Copy every line of the listing below without any changes.
— start Material provided —
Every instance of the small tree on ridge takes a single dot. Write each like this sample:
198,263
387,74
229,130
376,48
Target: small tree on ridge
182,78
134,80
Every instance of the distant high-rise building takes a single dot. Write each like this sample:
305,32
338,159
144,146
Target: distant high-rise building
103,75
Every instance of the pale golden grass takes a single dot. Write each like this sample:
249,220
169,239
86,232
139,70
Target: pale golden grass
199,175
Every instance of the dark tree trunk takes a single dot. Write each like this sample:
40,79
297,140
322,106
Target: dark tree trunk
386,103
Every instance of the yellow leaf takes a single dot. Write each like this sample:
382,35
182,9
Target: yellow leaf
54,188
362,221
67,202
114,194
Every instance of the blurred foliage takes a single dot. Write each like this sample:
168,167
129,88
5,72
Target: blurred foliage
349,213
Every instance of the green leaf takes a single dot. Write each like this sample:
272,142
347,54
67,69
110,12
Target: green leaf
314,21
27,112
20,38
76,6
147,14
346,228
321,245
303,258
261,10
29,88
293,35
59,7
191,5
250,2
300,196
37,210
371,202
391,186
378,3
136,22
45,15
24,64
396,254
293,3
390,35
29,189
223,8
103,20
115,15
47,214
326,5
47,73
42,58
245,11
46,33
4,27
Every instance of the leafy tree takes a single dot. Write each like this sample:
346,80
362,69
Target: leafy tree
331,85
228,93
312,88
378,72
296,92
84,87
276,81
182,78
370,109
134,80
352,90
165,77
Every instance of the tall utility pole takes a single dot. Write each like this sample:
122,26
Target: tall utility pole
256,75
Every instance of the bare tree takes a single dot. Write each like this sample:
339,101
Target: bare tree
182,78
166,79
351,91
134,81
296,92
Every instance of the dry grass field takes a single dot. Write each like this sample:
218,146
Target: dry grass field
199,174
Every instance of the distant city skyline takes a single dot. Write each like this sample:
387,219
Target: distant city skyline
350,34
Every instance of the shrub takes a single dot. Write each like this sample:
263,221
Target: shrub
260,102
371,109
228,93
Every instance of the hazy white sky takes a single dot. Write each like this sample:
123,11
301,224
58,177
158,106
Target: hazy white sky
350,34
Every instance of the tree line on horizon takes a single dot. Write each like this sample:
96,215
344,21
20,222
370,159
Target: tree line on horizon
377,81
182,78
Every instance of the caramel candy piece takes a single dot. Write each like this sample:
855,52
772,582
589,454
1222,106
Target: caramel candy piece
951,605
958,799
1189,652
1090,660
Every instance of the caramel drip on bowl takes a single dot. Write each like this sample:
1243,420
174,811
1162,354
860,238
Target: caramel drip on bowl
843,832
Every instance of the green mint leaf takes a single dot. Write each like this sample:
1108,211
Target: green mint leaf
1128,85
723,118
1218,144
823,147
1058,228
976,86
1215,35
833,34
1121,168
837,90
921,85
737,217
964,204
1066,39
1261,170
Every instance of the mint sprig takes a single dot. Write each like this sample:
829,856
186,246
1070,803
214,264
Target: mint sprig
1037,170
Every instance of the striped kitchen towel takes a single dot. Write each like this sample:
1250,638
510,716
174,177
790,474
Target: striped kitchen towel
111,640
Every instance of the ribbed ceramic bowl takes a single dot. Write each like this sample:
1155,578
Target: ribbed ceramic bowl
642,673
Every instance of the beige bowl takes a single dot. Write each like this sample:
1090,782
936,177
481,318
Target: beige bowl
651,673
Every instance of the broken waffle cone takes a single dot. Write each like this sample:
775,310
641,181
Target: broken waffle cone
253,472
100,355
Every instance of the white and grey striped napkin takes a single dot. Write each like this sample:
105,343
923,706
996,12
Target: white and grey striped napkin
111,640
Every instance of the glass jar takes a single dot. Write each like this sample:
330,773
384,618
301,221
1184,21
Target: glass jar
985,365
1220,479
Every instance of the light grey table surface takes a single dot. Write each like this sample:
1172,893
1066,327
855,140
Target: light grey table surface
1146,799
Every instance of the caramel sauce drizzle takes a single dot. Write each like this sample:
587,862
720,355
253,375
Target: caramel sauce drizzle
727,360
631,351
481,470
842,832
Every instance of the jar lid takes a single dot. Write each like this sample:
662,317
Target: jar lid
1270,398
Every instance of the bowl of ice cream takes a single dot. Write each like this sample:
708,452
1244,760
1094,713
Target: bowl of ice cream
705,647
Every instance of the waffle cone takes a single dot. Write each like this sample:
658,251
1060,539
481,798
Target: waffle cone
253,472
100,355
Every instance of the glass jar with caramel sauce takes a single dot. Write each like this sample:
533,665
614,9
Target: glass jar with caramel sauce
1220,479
— end Material provided —
Correct output:
Every instance of the small tree on ridge takes a single dot. Write each like this sample:
198,263
387,74
229,130
376,48
Target: small tree on ridge
182,78
134,80
Every instance of the distant high-rise building takes a single dot. Write each like this sample:
305,32
338,159
144,146
Target: distant high-rise building
103,75
Every instance of the pale golden grass takes a single dot. Write each like this sample:
249,220
169,239
86,232
139,70
Target: pale golden grass
199,175
Every instance of the dark tree trunk takes a single dot. Write each like this sample:
40,79
297,140
322,106
Target: dark tree trunk
386,103
Every instance of the yellow leaf takes a single dot. Write each like this sample:
382,35
182,9
Target: yellow leaf
54,188
362,221
67,202
114,194
Every instance of the blurred foliage takes a single dot. Write each like this sample:
168,167
129,88
5,72
Target: blurred foliage
349,213
Every instance of the green leaf takes a single dot. Write each like this sample:
272,142
347,54
67,69
110,12
Target: green leaf
314,21
27,112
20,38
76,6
147,14
346,228
321,245
303,258
261,10
29,88
293,35
59,7
191,5
250,2
300,196
37,210
371,202
391,186
378,3
136,22
45,15
24,64
396,254
293,3
390,35
29,189
223,8
103,20
115,15
47,214
326,5
47,73
42,58
245,11
46,33
4,27
Every instance of the leafy tree takes a single dot. Write each like this sample:
346,80
362,69
Target: leafy tree
331,85
228,93
312,88
378,72
296,92
84,87
276,81
182,78
370,109
134,80
352,90
165,77
Every instance of the tall utility pole takes a single dot. Write each like this sample:
122,26
Target: tall utility pole
256,75
Every instance of the bare tree takes a single dot. Write each like this sample:
339,101
Target: bare tree
182,78
166,79
351,91
134,81
296,92
Every instance of the dry grass field takes a single dot. Write each like this sample:
218,146
Target: dry grass field
199,174
Every instance of the distant city skyline takes a single dot. Write each like this sample:
387,219
Target: distant city skyline
350,34
Every instance of the shrub takes a single dot. Write each like this sample:
263,221
Target: shrub
260,102
371,109
228,93
Every instance of the hazy white sky takes a single dot. Write each like this sample:
123,11
301,224
58,177
158,106
Target: hazy white sky
350,34
Every instance of the tree line on horizon takes a single dot. Write each like this sample:
96,215
344,21
20,222
370,159
Target: tree line on horizon
377,81
182,78
Every instance of the caramel candy piece takes a single dot. Write each like this sample:
855,52
772,582
589,454
1222,106
Target: caramel candy piece
951,605
958,799
1189,652
1090,660
Every instance of the caramel drip on bowl takes a single dot. Write each like this sample:
1243,420
174,811
1162,354
860,238
Target: caramel drip on bowl
843,832
Every instance of the green mint leaf takes a single dot. Write each like this sample:
1108,211
Target: green mint leaf
1128,85
723,118
1218,144
823,147
1058,228
976,86
1215,35
833,34
1121,168
837,90
921,85
737,217
964,204
1066,39
1261,170
Every instance of the mint sprig takes a single dot. Write each like this sample:
829,856
186,246
1070,803
214,264
Target: mint sprig
1037,170
Every instance of the striped kitchen towel takes a single dot. Write each like this sample:
1250,638
510,716
174,177
790,474
Target: striped kitchen towel
111,640
Every instance of the ribbed ceramic bowl takes a single dot. Write each like this sample:
1155,578
Target: ribbed ceramic bowl
642,673
Every instance of the beige bowl takes a single dot. Write each like this sample:
1090,782
936,177
481,318
Target: beige bowl
651,673
Every instance of the broken waffle cone takes a single dot. Write each like this sample:
775,310
641,181
Target: broken waffle cone
253,472
100,355
Every instance of the white and grey striped napkin takes a single dot. Write each like this sample:
105,343
923,706
996,12
Target: white and grey striped napkin
111,640
Every instance of the glass jar takes a single dot. Write each like this sample:
330,773
384,618
301,221
1184,21
Target: glass jar
985,365
1220,479
Every instance of the light grey table surface takes a single dot. Write each like this sample:
1172,893
1066,327
855,140
Target: light grey table surface
1146,799
Every instance of the caramel sauce drizzle takes a single dot. Write each like this sample:
587,862
720,355
253,375
Target: caramel sauce drizzle
727,360
631,351
481,470
842,832
Every instance of the jar lid takes a single dot. Write each like this sample:
662,317
Target: jar lid
1270,398
Every instance of the bowl of ice cream takes a single dot. Write each like this sample:
708,452
1244,760
1094,713
Target: bowl of ice cream
705,647
Every instance of the waffle cone takes a single dot. Write each like this sample:
658,251
1060,539
481,798
Target: waffle cone
253,472
100,355
Every instance of the glass jar with caramel sauce takes a single dot. Write each like this sample:
533,665
614,9
Target: glass jar with caramel sauce
1220,479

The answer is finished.